Fix \(R>0\) and let \(f\in BV_{{{\,\mathrm{loc}\,}}}({\mathbb {R}}^n)\) be such that \(f\in C^1(B_{3R})\). We can estimate

$$\begin{aligned} {[}f]_{W^{\alpha ,1}(B_R)}&=\int _{B_R}\int _{B_R}\frac{|f(y)-f(x)|}{|y-x|^{n+\alpha }}\,dy\,dx\\&=\int _{B_R}\int _{B_R\cap \Bigg \{|y-x|<2R\Bigg \}}\frac{|f(y)-f(x)|}{|y-x|^{n+\alpha }}\,dy\,dx\\&\le \int _{\{|h|<2R\}}\frac{1}{|h|^{n+\alpha }}\int _{B_R}|f(x+h)-f(x)|\,dx\,dh. \end{aligned}$$

Since

$$\begin{aligned} \int _{B_R}|f(x+h)-f(x)|\,dx&\le \int _{B_R}\int _0^1|\nabla f(x+th)\cdot h|\,dt\,dx\\&\le |h|\int _0^1\int _{B_R}|\nabla f(x+th)|\,dx\,dt\\&\le |h|\int _{B_{R+|h|}}|\nabla f(z)|\,dz \end{aligned}$$

for all \(h\in {\mathbb {R}}^n\), we have

$$\begin{aligned} {[}f]_{W^{\alpha ,1}(B_R)}&\le \int _{\{ |h|<2R \} }\frac{1}{|h|^{n+\alpha -1}}\int _{B_{R+|h|}}|\nabla f(z)|\,dz\,dh\\&\le \int _{\{ |h|<2R \} }\frac{|Df|(B_{3R})}{|h|^{n+\alpha -1}}\,dh\\&=\frac{n\omega _n(2R)^{1-\alpha }}{1-\alpha }\,|Df|(B_{3R}) \end{aligned}$$

proving (3.1) for all \(f\in BV_{{{\,\mathrm{loc}\,}}}({\mathbb {R}}^n)\cap C^1(B_{3R})\). Now fix \(R>0\) and let \(f\in BV_{{{\,\mathrm{loc}\,}}}({\mathbb {R}}^n)\). By [34,  Theorem 5.3], there exists \((f_k)_{k\in {\mathbb {N}}}\subset BV(B_{3R})\cap C^\infty (B_{3R})\) such that \(|Df_k|(B_{3R})\rightarrow |Df|(B_{3R})\) and \(f_k\rightarrow f\) a.e. in \(B_{3R}\) as \(k\rightarrow +\infty \). The conclusion thus follows by a simple application of Fatou’s Lemma. \(\square \)

In the following result, we collect several local integrability estimates involving the fractional \(\alpha \)-gradient of a function satisfying various regularity assumptions.

Proposition 3.2

The following statements hold.

  1. (i)

INFORMATION SHOWN:
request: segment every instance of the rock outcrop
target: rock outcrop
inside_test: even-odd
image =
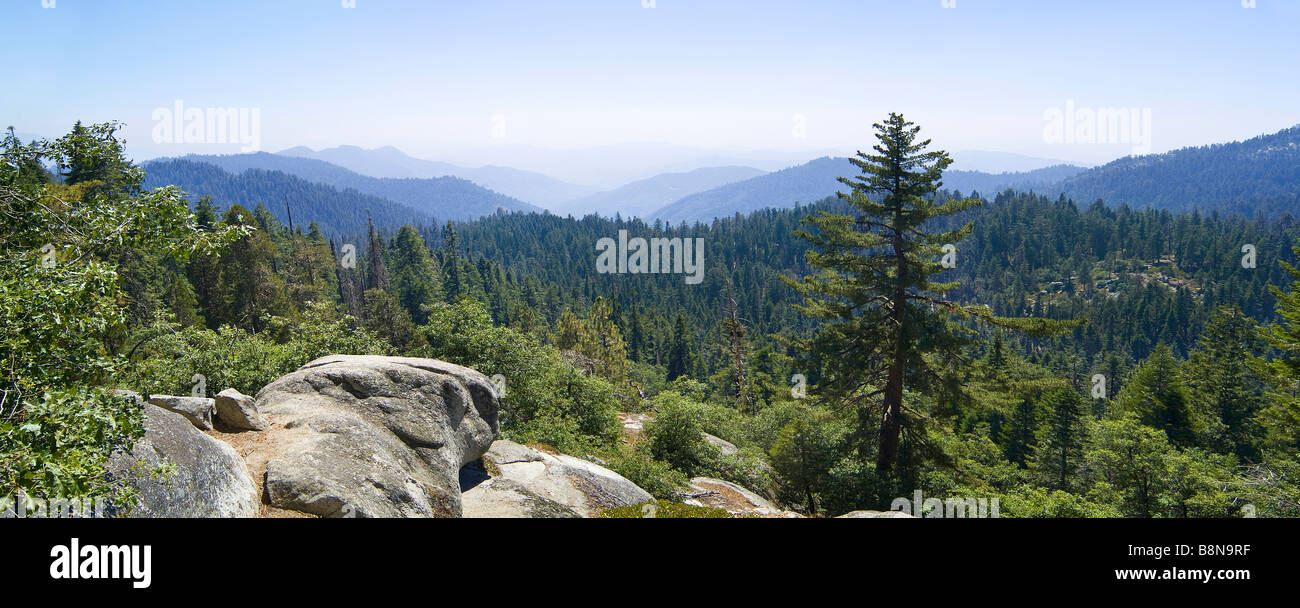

PROBLEM REQUIREMENTS:
Rewrite the proof extract between "proving (3.1) for all" and "various regularity assumptions.", inclusive, substituting "direct" for "simple". The material was drawn from a separate source.

ANSWER TO THIS EXERCISE:
proving (3.1) for all \(f\in BV_{{{\,\mathrm{loc}\,}}}({\mathbb {R}}^n)\cap C^1(B_{3R})\). Now fix \(R>0\) and let \(f\in BV_{{{\,\mathrm{loc}\,}}}({\mathbb {R}}^n)\). By [34,  Theorem 5.3], there exists \((f_k)_{k\in {\mathbb {N}}}\subset BV(B_{3R})\cap C^\infty (B_{3R})\) such that \(|Df_k|(B_{3R})\rightarrow |Df|(B_{3R})\) and \(f_k\rightarrow f\) a.e. in \(B_{3R}\) as \(k\rightarrow +\infty \). The conclusion thus follows by a direct application of Fatou’s Lemma. \(\square \)

In the following result, we collect several local integrability estimates involving the fractional \(\alpha \)-gradient of a function satisfying various regularity assumptions.